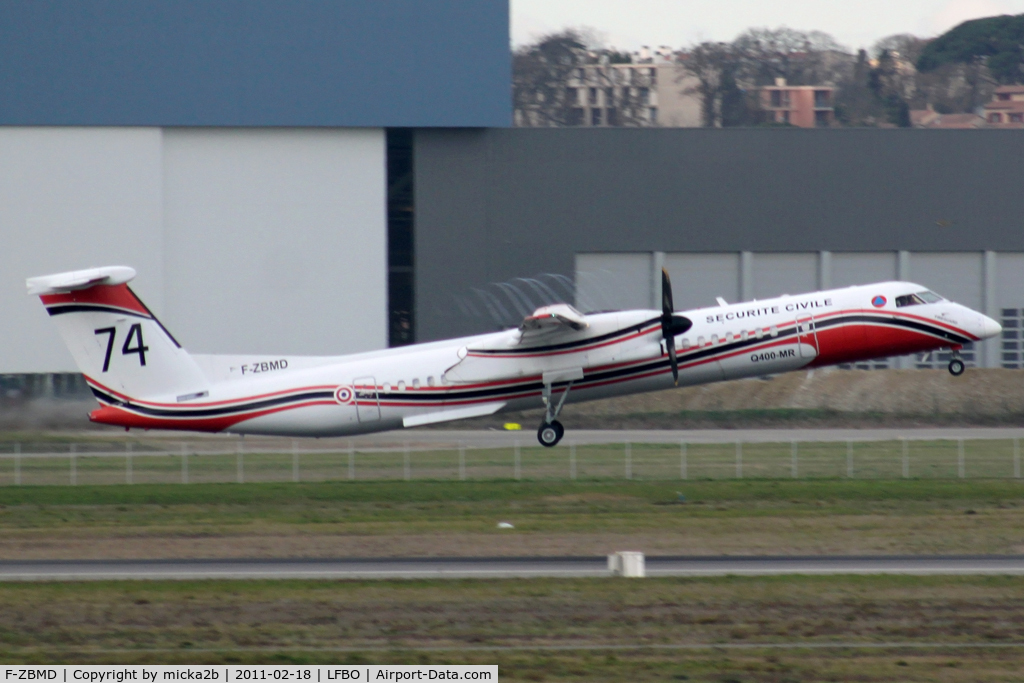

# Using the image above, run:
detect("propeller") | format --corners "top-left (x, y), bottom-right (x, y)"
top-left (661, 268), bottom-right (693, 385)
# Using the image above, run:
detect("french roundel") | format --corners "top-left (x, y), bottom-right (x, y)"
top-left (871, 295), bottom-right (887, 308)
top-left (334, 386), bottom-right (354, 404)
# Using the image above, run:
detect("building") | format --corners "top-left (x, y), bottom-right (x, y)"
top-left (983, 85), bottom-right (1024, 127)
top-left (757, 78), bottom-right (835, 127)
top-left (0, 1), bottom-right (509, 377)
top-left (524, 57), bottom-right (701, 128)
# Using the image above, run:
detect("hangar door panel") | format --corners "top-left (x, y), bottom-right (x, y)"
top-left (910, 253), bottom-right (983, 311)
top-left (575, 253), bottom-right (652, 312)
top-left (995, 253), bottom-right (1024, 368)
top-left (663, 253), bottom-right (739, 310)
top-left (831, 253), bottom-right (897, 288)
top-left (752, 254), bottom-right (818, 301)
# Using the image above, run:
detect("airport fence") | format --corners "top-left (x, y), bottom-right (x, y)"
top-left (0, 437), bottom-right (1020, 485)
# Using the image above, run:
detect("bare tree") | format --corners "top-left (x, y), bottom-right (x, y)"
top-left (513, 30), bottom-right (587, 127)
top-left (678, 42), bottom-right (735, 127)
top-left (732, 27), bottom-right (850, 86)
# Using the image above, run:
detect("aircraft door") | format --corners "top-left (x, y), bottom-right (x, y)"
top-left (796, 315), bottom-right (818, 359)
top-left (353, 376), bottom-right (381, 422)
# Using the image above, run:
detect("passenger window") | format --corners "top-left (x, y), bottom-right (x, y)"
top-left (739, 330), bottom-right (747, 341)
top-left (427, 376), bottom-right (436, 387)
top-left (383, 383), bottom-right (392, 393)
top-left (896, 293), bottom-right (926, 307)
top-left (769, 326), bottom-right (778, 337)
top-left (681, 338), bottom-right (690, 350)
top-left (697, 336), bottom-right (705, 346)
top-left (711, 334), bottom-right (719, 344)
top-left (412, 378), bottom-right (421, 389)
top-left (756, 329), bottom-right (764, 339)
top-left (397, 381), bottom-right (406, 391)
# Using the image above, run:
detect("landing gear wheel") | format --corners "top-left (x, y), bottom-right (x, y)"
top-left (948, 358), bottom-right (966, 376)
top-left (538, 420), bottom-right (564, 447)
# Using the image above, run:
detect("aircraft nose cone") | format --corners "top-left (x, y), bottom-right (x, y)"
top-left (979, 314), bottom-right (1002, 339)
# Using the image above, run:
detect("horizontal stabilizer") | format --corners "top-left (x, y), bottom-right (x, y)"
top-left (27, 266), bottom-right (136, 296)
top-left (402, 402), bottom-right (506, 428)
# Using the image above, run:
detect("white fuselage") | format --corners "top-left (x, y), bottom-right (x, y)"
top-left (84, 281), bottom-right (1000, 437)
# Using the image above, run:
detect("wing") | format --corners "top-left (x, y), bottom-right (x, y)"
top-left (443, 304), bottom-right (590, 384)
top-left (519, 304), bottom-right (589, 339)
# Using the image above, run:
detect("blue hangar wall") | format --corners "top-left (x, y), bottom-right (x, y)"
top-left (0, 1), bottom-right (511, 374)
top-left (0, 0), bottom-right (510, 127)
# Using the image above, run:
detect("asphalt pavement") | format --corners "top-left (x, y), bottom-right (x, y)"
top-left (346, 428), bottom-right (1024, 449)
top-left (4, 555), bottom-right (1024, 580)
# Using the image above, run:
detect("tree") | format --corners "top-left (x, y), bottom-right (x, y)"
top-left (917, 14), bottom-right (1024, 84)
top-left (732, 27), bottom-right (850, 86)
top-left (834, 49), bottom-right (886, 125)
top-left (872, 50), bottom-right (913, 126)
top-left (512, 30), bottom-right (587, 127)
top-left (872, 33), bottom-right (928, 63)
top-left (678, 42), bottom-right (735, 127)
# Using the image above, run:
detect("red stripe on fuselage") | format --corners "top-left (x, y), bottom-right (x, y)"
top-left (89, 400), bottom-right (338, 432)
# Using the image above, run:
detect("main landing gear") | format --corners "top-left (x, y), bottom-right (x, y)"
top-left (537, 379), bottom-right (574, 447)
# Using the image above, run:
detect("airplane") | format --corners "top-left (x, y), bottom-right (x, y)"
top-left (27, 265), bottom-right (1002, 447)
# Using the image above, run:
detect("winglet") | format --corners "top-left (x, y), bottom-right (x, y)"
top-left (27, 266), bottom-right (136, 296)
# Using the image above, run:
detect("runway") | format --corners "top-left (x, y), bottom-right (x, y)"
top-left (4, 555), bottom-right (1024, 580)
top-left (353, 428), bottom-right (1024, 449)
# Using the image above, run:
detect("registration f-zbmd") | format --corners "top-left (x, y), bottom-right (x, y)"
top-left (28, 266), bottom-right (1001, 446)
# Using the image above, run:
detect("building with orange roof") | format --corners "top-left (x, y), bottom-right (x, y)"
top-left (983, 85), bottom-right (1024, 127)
++++++
→ Assignment
What is needed is an exact copy of every record above, minus the images.

→ Answer for the task
# Using the image above, run:
detect("propeller") | format --corners "top-left (x, y), bottom-right (x, y)"
top-left (661, 268), bottom-right (693, 385)
# Using the image above, run:
detect("french roundel") | format --corners "top-left (x, y), bottom-right (x, y)"
top-left (871, 295), bottom-right (887, 308)
top-left (334, 386), bottom-right (354, 404)
# Using the image above, run:
detect("building") | format --corners "top-left (x, y), bottom-right (x, y)"
top-left (983, 85), bottom-right (1024, 127)
top-left (757, 78), bottom-right (835, 127)
top-left (0, 1), bottom-right (509, 377)
top-left (524, 57), bottom-right (701, 128)
# Using the image above, run:
detect("hangar door panel") | format --corners "top-left (x, y), bottom-right (x, y)"
top-left (910, 253), bottom-right (983, 311)
top-left (575, 253), bottom-right (652, 312)
top-left (995, 253), bottom-right (1024, 368)
top-left (663, 253), bottom-right (739, 310)
top-left (831, 253), bottom-right (897, 288)
top-left (752, 254), bottom-right (818, 301)
# Using the image above, run:
detect("airport fence") | format --corners "top-left (x, y), bottom-right (x, y)"
top-left (0, 437), bottom-right (1020, 485)
# Using the image above, run:
detect("bare tree") | format --corners "top-left (x, y), bottom-right (x, y)"
top-left (513, 30), bottom-right (587, 127)
top-left (678, 42), bottom-right (735, 127)
top-left (732, 27), bottom-right (850, 86)
# Using the image above, run:
detect("aircraft door") | format --corners "top-left (x, y), bottom-right (x, y)"
top-left (796, 315), bottom-right (818, 359)
top-left (353, 376), bottom-right (381, 422)
# Using the image above, run:
detect("passenger window") | format --corners "top-left (x, y), bottom-right (x, y)"
top-left (739, 330), bottom-right (747, 341)
top-left (427, 376), bottom-right (436, 387)
top-left (383, 383), bottom-right (392, 393)
top-left (896, 293), bottom-right (926, 307)
top-left (769, 326), bottom-right (778, 337)
top-left (681, 338), bottom-right (690, 350)
top-left (697, 336), bottom-right (705, 346)
top-left (711, 334), bottom-right (719, 344)
top-left (412, 378), bottom-right (421, 389)
top-left (756, 329), bottom-right (764, 339)
top-left (397, 381), bottom-right (406, 391)
# Using the image above, run:
detect("landing gear wheel") | format --corners "top-left (x, y), bottom-right (x, y)"
top-left (948, 358), bottom-right (966, 376)
top-left (538, 420), bottom-right (564, 447)
# Using the image above, run:
detect("aircraft nose cone") | format --corners "top-left (x, y), bottom-right (x, y)"
top-left (979, 314), bottom-right (1002, 339)
# Using the image above, run:
detect("horizontal stabilizer") | format --corners "top-left (x, y), bottom-right (x, y)"
top-left (27, 266), bottom-right (136, 296)
top-left (402, 402), bottom-right (506, 428)
# Using the image above, run:
detect("white fuselage") | format --corners "top-left (x, y), bottom-right (x, y)"
top-left (84, 281), bottom-right (1000, 437)
# Using the image above, run:
detect("wing") | format --corners "top-left (x, y), bottom-right (x, y)"
top-left (443, 304), bottom-right (590, 384)
top-left (519, 304), bottom-right (589, 339)
# Using the image above, run:
detect("blue hangar wall") | format --corners "top-left (x, y), bottom-right (x, y)"
top-left (0, 1), bottom-right (511, 374)
top-left (0, 0), bottom-right (510, 127)
# Using the image above, run:
detect("asphalt pavement") | format --corners "top-left (x, y), bottom-right (x, y)"
top-left (346, 428), bottom-right (1024, 449)
top-left (4, 555), bottom-right (1024, 580)
# Using the image above, run:
detect("tree") | format --corners "top-left (x, y), bottom-right (x, y)"
top-left (917, 14), bottom-right (1024, 84)
top-left (732, 27), bottom-right (850, 86)
top-left (834, 49), bottom-right (886, 125)
top-left (872, 50), bottom-right (913, 126)
top-left (512, 30), bottom-right (587, 127)
top-left (872, 33), bottom-right (928, 63)
top-left (678, 42), bottom-right (735, 127)
# Using the image above, run:
detect("red stripe on fuselage") | format --corners "top-left (x, y), bottom-right (x, y)"
top-left (89, 400), bottom-right (338, 432)
# Using the image above, run:
detect("main landing gear") | format --corners "top-left (x, y), bottom-right (x, y)"
top-left (537, 379), bottom-right (574, 447)
# Using the image above, run:
detect("airplane") | format --corners "top-left (x, y), bottom-right (x, y)"
top-left (27, 265), bottom-right (1002, 447)
# Using the image above, run:
detect("winglet") | format --corners "top-left (x, y), bottom-right (x, y)"
top-left (27, 266), bottom-right (136, 296)
# Using the image above, run:
detect("runway") | format --corners "top-left (x, y), bottom-right (x, y)"
top-left (4, 555), bottom-right (1024, 580)
top-left (353, 428), bottom-right (1024, 449)
# Using the image above, run:
detect("registration f-zbmd") | format --corners "top-left (x, y), bottom-right (x, y)"
top-left (28, 266), bottom-right (1001, 446)
# Using the image above, run:
detect("building with orange roof") | format --corners "top-left (x, y), bottom-right (x, y)"
top-left (983, 85), bottom-right (1024, 127)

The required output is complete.